* SHORT EXERCISE
Omit all pictures. Quote only the lines from the one with "rover wheel in the photo above." through the end of the material below.

* ROWS
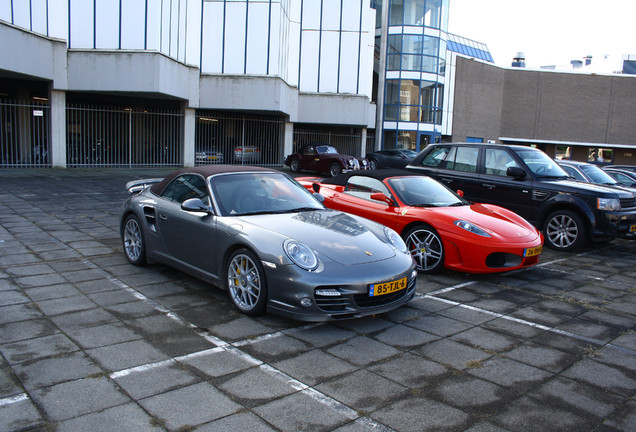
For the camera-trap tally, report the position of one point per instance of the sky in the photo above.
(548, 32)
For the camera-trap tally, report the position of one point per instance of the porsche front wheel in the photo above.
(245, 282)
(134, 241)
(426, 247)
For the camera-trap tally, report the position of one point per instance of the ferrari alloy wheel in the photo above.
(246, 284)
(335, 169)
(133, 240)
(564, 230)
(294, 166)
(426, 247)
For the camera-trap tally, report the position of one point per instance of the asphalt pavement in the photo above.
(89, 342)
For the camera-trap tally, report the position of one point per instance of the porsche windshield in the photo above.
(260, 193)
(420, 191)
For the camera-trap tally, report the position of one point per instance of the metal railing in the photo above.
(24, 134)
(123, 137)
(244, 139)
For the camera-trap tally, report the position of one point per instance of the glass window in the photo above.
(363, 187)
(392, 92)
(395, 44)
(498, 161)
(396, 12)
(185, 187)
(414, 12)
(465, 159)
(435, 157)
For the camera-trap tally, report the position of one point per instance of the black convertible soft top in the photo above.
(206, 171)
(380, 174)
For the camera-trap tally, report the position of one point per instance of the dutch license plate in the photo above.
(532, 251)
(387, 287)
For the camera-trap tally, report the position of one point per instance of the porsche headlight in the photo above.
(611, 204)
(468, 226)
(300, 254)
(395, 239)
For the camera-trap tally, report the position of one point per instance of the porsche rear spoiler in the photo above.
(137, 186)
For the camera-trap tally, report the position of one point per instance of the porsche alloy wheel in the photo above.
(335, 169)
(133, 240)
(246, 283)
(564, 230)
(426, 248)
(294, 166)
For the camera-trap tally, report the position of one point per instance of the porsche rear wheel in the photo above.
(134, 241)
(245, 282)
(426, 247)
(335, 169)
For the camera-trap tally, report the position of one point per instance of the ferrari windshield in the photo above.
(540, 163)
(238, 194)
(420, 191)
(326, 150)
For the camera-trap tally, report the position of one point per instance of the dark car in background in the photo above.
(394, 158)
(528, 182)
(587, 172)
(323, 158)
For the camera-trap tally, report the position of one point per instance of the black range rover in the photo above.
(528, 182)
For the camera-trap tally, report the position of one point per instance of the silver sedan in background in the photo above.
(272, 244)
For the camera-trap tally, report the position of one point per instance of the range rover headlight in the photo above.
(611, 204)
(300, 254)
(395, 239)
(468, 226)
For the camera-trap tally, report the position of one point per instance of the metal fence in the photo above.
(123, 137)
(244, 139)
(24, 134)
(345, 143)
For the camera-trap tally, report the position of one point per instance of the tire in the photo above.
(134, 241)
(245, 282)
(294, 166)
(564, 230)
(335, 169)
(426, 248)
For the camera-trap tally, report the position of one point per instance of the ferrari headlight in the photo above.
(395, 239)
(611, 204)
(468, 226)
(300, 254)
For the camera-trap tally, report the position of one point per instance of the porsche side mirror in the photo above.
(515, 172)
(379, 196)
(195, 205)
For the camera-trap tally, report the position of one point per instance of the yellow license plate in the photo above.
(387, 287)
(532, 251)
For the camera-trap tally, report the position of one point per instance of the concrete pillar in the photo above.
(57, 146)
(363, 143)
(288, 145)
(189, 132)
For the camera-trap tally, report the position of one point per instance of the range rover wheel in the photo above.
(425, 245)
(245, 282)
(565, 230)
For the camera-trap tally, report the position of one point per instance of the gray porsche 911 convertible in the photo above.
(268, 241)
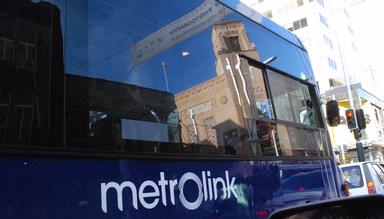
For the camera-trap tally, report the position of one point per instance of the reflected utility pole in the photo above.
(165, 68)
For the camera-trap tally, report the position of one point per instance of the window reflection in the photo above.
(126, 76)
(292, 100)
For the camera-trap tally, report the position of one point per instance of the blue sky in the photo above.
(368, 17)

* ANSWER FOR THE TASK
For the camera-trap tally, report the position of one point per instance of the range rover wheel in the photo above.
(425, 245)
(245, 282)
(565, 230)
For the camera-trap tally, report the position of one point per instance of the gray porsche 911 convertible in the photo above.
(268, 241)
For the camera-trap tally, report the position of one point per instance of the reflected utility pole in the photo above.
(165, 68)
For the camera-trap tally, report the position of one point per instance of the window reflection in the photo above.
(126, 76)
(292, 100)
For the camera-trap tally, report the position of one point per instance of the blue sky in the photo above.
(368, 17)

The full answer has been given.